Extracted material
· · · ·

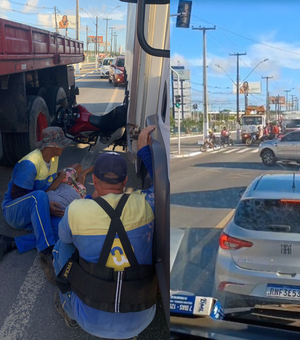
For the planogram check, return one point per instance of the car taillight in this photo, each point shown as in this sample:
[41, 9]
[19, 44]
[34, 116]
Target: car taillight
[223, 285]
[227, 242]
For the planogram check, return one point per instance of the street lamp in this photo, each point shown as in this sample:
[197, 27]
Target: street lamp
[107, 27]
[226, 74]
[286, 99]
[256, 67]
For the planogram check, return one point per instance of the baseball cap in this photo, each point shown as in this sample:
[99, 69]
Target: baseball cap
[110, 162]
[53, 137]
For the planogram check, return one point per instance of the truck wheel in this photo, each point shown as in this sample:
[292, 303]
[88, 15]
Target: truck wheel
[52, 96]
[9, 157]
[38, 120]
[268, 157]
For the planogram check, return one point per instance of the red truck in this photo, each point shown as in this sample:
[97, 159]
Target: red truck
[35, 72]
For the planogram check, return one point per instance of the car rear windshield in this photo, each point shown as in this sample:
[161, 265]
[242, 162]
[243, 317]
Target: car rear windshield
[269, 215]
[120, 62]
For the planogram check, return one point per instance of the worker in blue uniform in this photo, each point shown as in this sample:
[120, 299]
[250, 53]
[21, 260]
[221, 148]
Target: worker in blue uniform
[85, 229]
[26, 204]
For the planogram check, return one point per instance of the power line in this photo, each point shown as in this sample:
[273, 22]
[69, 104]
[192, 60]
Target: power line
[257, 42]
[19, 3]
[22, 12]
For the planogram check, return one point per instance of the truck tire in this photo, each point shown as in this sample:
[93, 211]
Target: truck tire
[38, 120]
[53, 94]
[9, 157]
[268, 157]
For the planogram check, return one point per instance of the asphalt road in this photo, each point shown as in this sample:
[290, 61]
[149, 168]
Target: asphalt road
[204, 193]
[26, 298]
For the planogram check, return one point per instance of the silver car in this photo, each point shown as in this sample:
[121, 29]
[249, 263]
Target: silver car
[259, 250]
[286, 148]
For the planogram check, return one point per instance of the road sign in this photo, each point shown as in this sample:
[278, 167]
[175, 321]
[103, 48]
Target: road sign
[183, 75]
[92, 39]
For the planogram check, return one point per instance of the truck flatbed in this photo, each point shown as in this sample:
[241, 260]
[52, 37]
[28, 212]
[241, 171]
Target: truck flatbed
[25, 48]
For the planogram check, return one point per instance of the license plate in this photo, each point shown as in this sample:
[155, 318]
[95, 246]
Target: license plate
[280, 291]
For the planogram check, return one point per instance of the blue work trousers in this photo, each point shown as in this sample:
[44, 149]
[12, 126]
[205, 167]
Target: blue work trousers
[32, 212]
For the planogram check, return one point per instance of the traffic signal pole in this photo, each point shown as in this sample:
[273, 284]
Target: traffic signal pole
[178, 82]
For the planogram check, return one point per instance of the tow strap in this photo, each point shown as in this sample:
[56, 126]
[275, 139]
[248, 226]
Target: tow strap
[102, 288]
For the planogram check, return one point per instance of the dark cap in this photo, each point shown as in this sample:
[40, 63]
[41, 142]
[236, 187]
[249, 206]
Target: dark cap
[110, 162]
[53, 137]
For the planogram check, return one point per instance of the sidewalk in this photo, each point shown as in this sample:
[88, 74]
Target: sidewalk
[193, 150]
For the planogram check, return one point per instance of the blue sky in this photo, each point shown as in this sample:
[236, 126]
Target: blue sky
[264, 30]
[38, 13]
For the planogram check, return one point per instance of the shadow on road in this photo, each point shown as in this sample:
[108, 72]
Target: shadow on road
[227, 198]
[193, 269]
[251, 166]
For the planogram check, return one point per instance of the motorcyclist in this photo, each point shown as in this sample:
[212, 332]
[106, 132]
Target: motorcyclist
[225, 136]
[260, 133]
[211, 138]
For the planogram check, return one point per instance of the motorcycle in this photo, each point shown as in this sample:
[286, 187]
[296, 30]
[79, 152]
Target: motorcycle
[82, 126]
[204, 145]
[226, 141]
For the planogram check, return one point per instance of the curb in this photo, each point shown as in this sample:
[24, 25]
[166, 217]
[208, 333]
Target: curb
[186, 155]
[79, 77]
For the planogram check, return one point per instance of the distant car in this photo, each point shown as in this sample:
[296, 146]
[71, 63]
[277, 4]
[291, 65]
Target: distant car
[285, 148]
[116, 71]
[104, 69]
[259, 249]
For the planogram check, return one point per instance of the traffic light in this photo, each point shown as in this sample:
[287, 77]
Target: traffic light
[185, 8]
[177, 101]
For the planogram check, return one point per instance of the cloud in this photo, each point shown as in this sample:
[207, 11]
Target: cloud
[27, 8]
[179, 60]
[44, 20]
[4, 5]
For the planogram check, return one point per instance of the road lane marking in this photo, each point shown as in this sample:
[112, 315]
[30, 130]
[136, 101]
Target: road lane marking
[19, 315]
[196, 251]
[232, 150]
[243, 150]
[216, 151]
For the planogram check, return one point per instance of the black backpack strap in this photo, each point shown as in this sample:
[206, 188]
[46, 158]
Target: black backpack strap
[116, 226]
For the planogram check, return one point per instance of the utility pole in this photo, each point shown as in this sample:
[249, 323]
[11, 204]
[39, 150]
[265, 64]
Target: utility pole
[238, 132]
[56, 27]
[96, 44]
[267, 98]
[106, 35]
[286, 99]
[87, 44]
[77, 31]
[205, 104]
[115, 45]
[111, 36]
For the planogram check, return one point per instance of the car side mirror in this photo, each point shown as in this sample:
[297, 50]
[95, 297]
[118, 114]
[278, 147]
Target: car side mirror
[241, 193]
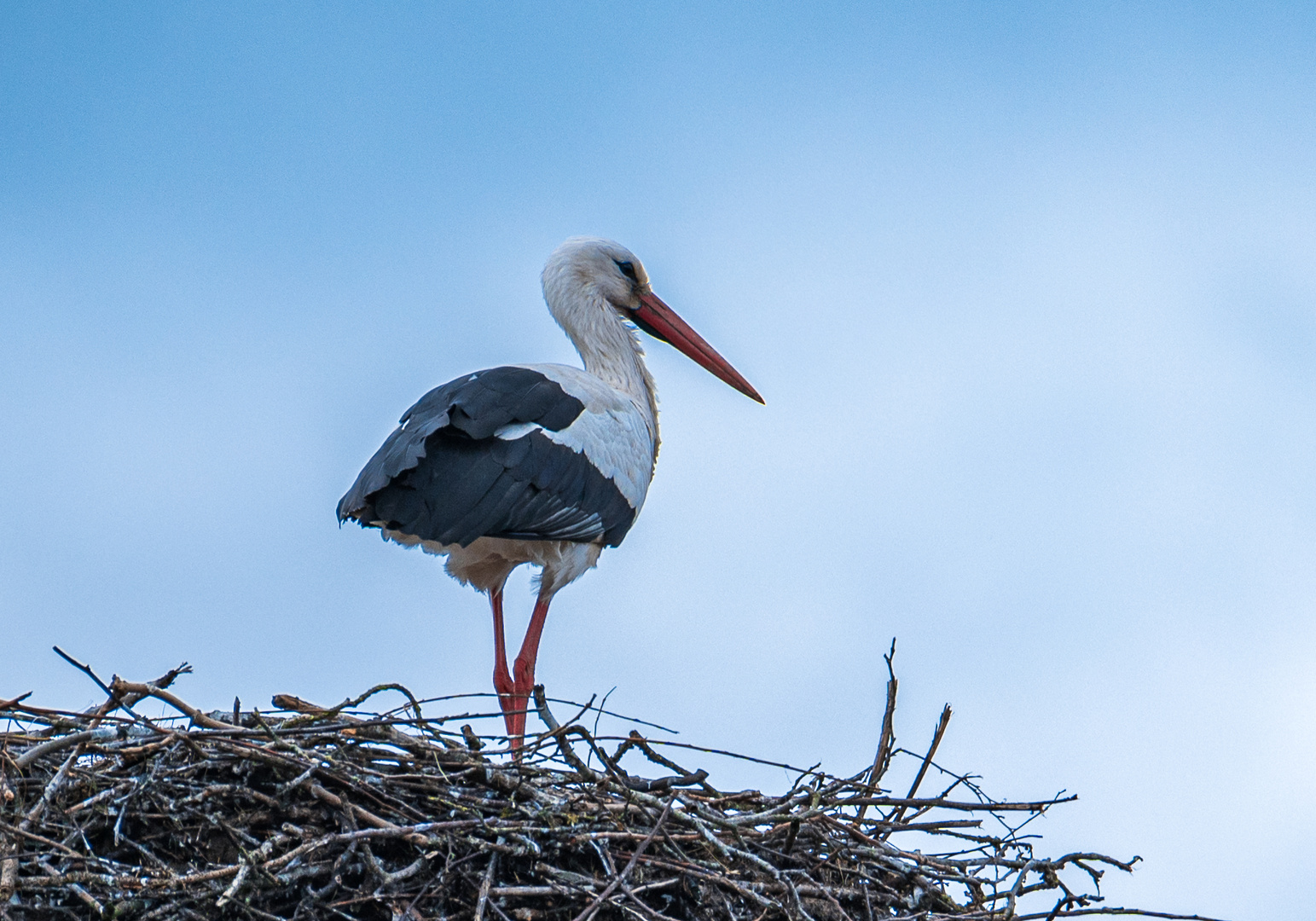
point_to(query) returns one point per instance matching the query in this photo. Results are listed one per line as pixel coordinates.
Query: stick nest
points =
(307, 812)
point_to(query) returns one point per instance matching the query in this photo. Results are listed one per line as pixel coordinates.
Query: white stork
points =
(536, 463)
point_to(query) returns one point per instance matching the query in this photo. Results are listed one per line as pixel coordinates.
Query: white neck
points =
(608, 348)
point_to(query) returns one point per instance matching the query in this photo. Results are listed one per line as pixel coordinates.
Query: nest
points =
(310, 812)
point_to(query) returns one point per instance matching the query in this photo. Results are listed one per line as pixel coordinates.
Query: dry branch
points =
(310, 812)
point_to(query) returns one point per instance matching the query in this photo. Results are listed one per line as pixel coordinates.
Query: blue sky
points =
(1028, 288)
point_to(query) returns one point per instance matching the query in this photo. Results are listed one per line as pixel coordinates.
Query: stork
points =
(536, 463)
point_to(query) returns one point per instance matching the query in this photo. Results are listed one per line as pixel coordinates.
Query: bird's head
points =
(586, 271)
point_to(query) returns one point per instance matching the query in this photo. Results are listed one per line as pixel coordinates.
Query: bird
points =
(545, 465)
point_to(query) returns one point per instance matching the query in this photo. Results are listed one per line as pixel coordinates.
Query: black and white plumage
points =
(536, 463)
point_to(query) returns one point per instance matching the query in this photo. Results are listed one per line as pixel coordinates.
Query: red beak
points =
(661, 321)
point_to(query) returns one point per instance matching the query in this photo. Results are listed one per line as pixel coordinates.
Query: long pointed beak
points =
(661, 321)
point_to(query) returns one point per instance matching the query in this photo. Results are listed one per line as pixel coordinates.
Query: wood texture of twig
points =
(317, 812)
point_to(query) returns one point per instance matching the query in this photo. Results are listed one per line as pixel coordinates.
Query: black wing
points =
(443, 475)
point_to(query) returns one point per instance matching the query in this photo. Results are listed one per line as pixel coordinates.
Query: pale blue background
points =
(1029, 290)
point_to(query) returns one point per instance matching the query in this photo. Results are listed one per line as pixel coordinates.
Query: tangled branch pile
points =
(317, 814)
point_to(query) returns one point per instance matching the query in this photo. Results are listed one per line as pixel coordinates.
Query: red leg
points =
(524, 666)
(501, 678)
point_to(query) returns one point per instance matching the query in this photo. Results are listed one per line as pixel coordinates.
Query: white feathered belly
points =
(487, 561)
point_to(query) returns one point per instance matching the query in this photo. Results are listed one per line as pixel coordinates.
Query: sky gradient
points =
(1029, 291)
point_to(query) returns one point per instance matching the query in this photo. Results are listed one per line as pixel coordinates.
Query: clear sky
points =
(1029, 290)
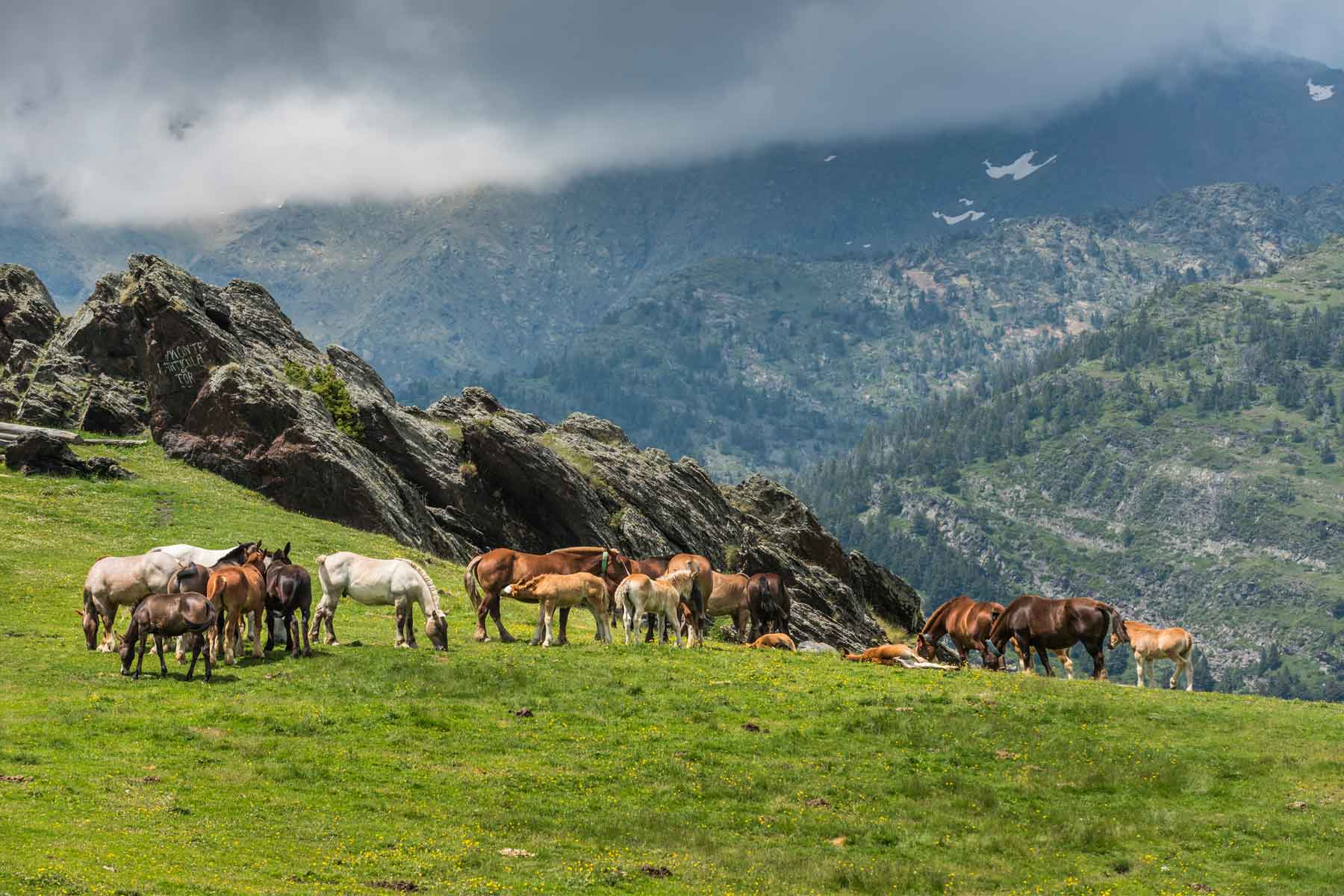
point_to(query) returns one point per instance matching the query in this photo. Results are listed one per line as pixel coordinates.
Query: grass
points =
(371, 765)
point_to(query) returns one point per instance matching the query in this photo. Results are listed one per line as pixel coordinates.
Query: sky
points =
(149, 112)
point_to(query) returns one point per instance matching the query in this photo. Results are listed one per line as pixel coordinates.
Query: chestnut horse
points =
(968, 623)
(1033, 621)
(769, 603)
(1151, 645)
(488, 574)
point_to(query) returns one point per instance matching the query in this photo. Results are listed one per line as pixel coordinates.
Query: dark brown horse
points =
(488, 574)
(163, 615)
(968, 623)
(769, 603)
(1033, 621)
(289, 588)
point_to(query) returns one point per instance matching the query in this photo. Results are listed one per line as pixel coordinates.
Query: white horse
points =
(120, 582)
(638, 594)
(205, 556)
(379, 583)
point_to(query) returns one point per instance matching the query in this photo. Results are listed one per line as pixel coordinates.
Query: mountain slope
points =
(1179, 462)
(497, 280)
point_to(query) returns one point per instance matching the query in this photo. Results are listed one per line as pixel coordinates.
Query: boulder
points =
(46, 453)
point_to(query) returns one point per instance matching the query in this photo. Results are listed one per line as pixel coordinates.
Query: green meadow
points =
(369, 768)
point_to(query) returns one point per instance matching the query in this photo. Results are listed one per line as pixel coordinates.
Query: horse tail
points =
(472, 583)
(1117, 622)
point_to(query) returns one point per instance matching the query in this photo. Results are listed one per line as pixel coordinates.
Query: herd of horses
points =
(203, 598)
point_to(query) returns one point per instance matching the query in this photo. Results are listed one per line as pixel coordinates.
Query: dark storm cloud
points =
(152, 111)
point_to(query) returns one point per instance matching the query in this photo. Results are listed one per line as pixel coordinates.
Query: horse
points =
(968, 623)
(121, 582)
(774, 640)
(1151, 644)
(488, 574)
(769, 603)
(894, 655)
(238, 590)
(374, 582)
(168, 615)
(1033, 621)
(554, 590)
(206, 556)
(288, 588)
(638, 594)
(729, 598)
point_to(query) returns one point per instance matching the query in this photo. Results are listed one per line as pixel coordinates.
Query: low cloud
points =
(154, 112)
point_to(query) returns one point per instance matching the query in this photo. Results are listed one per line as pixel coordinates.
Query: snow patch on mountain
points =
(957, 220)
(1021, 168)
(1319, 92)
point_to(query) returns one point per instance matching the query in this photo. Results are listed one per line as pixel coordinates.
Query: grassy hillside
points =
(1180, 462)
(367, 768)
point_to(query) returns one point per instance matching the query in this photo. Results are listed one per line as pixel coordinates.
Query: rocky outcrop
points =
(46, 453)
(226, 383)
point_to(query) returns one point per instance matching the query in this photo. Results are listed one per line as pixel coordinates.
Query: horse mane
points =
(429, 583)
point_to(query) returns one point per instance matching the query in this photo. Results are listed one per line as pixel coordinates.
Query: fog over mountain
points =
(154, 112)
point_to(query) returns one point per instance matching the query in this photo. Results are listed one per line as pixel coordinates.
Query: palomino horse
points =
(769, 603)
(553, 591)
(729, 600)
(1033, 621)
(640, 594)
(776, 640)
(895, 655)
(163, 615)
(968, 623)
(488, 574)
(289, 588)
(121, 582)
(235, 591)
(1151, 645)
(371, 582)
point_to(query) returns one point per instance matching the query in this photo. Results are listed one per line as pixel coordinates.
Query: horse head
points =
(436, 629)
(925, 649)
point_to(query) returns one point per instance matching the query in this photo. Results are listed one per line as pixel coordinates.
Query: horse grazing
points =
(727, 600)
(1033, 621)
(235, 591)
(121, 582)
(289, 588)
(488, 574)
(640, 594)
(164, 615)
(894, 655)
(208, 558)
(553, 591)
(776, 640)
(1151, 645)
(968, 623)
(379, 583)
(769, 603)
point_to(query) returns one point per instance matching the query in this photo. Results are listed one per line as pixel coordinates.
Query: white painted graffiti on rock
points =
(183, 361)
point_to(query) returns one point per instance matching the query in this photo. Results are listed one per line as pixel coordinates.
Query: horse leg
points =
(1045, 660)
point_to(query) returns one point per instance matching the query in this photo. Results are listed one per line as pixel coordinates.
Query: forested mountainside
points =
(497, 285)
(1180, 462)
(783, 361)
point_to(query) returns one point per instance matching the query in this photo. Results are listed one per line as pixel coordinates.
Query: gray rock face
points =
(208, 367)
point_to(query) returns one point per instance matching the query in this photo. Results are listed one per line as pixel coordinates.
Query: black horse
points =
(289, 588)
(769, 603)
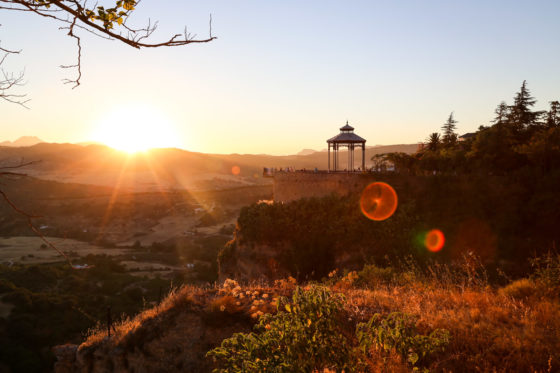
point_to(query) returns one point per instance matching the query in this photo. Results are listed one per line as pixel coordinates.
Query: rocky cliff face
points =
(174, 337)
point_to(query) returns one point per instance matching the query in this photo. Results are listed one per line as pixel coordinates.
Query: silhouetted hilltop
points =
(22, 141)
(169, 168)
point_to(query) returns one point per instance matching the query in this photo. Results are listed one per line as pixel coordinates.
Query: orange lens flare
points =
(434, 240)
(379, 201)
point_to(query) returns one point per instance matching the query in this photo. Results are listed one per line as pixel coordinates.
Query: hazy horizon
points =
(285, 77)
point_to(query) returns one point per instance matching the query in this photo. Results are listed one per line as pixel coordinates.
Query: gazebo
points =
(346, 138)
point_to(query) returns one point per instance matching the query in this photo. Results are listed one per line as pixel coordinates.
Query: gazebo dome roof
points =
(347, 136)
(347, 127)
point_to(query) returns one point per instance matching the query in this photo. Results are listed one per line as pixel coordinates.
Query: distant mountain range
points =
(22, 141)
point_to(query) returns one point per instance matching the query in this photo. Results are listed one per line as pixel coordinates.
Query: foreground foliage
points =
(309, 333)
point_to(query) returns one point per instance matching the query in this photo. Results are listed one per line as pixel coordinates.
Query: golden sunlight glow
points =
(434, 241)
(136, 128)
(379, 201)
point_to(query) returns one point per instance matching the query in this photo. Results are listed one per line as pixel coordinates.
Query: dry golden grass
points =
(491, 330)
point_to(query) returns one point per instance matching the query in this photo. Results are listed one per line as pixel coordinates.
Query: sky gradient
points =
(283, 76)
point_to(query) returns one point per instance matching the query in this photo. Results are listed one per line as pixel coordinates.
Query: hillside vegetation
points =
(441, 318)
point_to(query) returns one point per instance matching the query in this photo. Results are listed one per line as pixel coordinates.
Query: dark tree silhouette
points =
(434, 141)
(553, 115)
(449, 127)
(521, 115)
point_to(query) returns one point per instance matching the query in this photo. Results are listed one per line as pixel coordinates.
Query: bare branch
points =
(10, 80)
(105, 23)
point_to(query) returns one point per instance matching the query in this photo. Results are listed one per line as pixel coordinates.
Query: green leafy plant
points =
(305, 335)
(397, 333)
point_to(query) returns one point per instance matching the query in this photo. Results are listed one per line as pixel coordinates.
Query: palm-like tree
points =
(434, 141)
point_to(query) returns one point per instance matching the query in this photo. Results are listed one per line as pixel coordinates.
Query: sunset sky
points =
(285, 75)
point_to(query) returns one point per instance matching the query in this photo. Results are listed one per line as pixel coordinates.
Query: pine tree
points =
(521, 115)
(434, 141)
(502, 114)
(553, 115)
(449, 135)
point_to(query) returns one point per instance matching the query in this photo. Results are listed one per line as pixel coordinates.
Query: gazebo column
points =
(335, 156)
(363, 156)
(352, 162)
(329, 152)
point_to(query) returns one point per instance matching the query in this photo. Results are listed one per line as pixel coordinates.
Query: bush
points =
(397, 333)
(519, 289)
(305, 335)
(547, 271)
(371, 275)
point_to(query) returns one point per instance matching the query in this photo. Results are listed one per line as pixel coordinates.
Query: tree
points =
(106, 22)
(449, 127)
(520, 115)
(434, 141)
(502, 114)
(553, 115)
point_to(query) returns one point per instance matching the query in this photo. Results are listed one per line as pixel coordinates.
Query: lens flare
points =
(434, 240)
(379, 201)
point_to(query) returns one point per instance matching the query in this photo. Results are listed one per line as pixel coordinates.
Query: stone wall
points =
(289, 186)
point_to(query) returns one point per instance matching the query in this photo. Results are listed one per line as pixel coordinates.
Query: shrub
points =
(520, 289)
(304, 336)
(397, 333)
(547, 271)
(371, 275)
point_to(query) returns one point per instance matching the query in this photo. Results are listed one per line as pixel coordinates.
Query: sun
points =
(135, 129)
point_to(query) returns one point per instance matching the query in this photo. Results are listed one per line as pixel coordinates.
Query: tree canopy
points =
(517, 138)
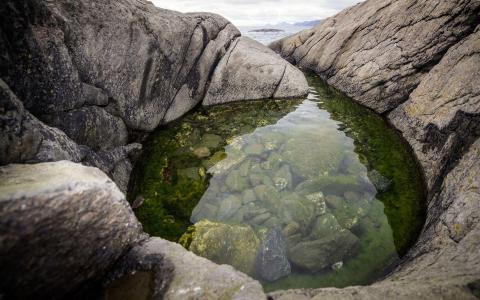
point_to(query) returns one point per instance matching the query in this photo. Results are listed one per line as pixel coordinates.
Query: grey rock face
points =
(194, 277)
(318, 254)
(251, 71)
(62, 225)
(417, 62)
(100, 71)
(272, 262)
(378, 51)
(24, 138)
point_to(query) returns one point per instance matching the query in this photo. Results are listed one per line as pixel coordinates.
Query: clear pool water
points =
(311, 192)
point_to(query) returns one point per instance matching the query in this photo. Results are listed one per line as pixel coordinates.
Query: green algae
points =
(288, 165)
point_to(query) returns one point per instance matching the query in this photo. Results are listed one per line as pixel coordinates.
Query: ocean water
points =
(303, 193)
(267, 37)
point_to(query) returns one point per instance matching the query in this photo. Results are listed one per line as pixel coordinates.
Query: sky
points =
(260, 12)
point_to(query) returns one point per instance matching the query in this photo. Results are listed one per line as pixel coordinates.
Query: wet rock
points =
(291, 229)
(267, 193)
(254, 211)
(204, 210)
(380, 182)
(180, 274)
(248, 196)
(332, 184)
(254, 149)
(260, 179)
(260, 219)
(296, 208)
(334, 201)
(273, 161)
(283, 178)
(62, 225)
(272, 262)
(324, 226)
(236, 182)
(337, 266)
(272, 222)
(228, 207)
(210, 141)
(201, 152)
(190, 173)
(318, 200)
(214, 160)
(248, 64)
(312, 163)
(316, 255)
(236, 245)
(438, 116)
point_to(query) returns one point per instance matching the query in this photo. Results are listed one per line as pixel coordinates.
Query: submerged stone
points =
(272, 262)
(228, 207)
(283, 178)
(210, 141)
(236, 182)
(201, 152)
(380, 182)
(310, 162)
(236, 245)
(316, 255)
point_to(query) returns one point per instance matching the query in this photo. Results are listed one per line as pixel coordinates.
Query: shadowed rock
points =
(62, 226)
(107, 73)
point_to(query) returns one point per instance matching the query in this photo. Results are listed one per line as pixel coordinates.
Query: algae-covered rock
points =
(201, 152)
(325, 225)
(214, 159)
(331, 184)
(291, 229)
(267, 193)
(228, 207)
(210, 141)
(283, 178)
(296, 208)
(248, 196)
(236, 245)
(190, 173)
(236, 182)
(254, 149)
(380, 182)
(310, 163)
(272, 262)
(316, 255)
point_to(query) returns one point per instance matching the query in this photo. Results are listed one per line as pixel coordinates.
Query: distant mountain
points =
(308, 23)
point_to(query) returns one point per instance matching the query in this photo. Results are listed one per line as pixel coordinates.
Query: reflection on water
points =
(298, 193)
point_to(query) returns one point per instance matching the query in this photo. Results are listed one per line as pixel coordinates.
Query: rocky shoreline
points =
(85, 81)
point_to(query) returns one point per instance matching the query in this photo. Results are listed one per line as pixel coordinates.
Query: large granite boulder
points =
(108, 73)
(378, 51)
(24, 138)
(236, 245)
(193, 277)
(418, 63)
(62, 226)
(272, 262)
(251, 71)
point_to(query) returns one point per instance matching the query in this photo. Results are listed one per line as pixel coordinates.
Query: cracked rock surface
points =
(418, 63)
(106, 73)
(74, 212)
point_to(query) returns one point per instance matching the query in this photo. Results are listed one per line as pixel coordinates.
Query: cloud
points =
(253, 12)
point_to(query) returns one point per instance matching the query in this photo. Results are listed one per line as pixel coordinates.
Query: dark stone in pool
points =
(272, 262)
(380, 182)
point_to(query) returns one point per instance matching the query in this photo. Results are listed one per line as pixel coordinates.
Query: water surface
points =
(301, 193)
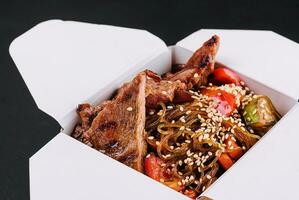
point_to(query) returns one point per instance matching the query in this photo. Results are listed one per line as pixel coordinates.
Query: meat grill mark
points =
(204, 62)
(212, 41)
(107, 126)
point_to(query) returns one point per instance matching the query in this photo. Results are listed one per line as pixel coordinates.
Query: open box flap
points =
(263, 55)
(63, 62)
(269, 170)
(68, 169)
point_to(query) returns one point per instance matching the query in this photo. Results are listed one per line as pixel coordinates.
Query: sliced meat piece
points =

· · · ·

- **What you should do**
Please extract every line of the material that contains the word "wheel" and list those lines.

- **Written answer**
For the planogram check, return one point per instance of the truck wheel in this photo, each point shown as in this sample:
Target: truck wheel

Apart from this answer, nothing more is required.